__Task instructions__. Render every line of the records below as a Markdown table, leaving out blank lines, with a column "No." for the row number and a column "Line" for the text of that line.

··· Material for the task

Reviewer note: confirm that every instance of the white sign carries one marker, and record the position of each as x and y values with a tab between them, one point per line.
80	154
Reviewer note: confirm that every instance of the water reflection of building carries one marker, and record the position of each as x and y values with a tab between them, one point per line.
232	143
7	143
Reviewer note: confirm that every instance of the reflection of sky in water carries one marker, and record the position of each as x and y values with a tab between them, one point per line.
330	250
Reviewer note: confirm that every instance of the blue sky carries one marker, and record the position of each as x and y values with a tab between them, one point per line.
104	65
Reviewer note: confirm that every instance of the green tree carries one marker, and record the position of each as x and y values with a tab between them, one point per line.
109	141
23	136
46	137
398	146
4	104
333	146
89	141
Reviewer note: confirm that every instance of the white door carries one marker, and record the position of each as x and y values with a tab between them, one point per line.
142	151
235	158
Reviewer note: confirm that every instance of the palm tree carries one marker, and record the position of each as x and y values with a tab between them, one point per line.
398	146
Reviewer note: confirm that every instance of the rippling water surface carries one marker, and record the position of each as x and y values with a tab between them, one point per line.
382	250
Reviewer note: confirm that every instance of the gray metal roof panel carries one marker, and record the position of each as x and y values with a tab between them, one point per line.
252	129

······

__Task solution__.
| No. | Line |
|---|---|
| 1 | Reviewer note: confirm that every instance of the white sign carries one marker, and record the position of each as x and y values with a tab between them, one point per line. |
| 2 | 80	154 |
| 3 | Reviewer note: confirm that every instance of the water reflection of building carries one marker, and record the position of each as x and y values with a tab between them, one point per line. |
| 4 | 232	143 |
| 5 | 7	143 |
| 6 | Reviewer note: confirm that every instance of the reflection of sky in water carries one marker, and record the position of each as x and y values with a tab between them, one point per line. |
| 7 | 330	250 |
| 8 | Reviewer note: confirm that every instance of the blue sky carries one marker, and record the position of each as x and y values with a tab between them, one point per line. |
| 9 | 104	65 |
| 10 | Reviewer note: confirm that every instance of the green tree carries one marker, and record the position of each as x and y values with a tab between them, one point per line. |
| 11 | 109	141 |
| 12 | 23	136 |
| 13 | 46	137 |
| 14 | 398	146 |
| 15 | 4	104 |
| 16 | 333	146 |
| 17 | 89	141 |
| 18 | Reviewer note: confirm that every instance of the white door carries one marker, and record the position of each as x and y values with a tab between them, one point per line. |
| 19 | 142	151 |
| 20 | 235	158 |
| 21 | Reviewer note: confirm that every instance of the palm tree carries one marker, and record the position of each as x and y values with a tab between them, one point per line. |
| 22 | 398	146 |
| 23 | Reviewer note: confirm that every instance of the rippling water surface carries one marker, and record the position of each as x and y values with a tab between them, one point per line. |
| 24 | 382	250 |
| 25 | Reviewer note: confirm that every instance of the gray metal roof panel carries one marker, and record the position of each as x and y values with a tab between them, one point per line. |
| 26 | 252	129 |